■ PASSAGE SHOWN
+--

Drew Radovich

Profile
- Position: Offensive tackle

Personal information
- Born: June 20, 1985 (age 41) Mission Viejo, California, U.S.
- Listed height: 6 ft 5 in (1.96 m)
- Listed weight: 305 lb (138 kg)

Career information
- High school: Mission Viejo
- College: Southern California
- NFL draft: 2008: undrafted

Career history
- Minnesota Vikings (2008); San Francisco 49ers (2009)*; Indianapolis Colts (2009)*; Minnesota Vikings (2009–2010)*;
- * Offseason or practice squad member only

= Drew Radovich =

American football player (born 1985)

Drew Radovich (born June 20, 1985) is an American former professional football offensive tackle. He played college football at Southern California.

Radovich was a member of the Minnesota Vikings, San Francisco 49ers and Indianapolis Colts.

==Early life==
He graduated from Mission Viejo High School where Ryan Powdrell and Mark Sanchez went. He played in the 2003 U.S. Army All-American Bowl.

==Professional career==

===Minnesota Vikings (first stint)===
On April 27, 2008, Radovich was signed as an undrafted free agent by the Minnesota Vikings.

+--

■ EXERCISE TASKS
**A.** Summarize the Drew Radovich article in two sentences.
**B.** Carry on the Drew Radovich article from its final sentence.
The items that come next are drawn from a separate source, not from the Drew Radovich article.

+--

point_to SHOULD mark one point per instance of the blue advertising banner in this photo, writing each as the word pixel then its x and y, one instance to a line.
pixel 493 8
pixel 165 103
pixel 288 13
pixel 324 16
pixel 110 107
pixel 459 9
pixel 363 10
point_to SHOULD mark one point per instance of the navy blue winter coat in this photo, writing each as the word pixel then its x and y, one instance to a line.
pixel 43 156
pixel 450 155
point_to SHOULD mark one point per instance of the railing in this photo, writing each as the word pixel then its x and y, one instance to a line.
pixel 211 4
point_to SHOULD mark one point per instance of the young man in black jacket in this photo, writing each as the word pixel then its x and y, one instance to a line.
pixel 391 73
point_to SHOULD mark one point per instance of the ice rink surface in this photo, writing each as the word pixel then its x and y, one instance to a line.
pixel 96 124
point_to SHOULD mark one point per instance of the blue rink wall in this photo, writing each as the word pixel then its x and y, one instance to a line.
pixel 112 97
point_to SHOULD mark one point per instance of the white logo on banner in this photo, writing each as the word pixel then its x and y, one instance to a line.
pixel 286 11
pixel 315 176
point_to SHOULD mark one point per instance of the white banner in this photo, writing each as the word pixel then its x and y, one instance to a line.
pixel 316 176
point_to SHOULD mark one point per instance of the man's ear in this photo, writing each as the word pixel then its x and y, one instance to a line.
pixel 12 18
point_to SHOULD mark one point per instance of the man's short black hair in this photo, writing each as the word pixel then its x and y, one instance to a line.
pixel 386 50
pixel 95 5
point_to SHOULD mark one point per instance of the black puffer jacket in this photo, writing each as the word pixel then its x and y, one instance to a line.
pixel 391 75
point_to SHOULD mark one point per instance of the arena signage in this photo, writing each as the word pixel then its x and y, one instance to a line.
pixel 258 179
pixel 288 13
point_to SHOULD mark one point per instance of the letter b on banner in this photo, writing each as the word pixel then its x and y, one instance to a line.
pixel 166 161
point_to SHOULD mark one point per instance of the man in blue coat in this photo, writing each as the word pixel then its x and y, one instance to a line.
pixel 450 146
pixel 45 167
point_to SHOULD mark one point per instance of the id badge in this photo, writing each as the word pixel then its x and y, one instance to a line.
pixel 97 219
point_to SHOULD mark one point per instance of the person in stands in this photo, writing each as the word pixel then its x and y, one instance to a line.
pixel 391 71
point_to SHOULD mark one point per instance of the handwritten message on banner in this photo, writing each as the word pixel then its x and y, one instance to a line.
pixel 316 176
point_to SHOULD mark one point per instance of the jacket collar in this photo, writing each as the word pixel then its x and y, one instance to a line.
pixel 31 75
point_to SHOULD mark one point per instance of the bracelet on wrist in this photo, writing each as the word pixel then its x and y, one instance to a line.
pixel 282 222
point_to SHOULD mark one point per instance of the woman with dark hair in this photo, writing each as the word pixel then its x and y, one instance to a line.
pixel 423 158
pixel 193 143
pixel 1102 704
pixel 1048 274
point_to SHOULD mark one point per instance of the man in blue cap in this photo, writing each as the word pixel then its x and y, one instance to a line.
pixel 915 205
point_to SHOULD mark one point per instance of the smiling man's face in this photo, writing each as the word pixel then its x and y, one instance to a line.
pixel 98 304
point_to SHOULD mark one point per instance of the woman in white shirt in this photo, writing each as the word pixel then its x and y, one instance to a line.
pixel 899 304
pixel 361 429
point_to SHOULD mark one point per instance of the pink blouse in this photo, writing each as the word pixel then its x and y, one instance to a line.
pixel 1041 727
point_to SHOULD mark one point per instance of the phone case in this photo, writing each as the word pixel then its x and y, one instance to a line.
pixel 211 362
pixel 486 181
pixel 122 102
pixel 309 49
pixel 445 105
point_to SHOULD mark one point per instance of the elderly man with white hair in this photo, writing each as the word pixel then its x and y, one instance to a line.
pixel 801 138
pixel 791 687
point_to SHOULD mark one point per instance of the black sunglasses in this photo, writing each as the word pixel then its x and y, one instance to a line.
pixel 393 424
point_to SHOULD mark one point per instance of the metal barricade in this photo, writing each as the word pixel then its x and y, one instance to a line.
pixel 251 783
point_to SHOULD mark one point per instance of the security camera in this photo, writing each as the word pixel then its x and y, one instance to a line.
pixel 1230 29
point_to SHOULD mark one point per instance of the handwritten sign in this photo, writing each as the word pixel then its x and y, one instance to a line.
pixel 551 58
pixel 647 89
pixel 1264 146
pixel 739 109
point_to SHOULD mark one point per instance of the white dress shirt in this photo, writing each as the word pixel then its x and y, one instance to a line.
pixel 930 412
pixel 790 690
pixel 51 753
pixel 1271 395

+--

■ WRITTEN RESPONSES
**A.** Drew Radovich, born June 20, 1985, is an American former professional football offensive tackle who played college football at Southern California. He graduated from Mission Viejo High School, and after going undrafted he was signed by the Minnesota Vikings as a free agent on April 27, 2008.

**B.**
Radovich made the 53 man active roster his rookie year. He suffered a shoulder injury during his first preseason game against the Seahawks. Midway through the season, Radovich was placed on IR and underwent shoulder surgery to focus on entering the 2009 fully healthy. Radovich was cut in early September 2009.

===San Francisco 49ers===
Radovich was signed to the San Francisco 49ers practice squad September 2009 where he spent half of the season until being released to make room for an injury to another position group.

===Indianapolis Colts===
Radovich was signed to the Indianapolis Colts' practice squad on December 2, 2009.

===Minnesota Vikings (second stint)===
Radovich was re-signed to the Vikings practice squad on December 9.

He played in all four preseason games, starting the fourth and final game against the Dallas Cowboys.

Radovich was cut from the Vikings on September 4, 2010.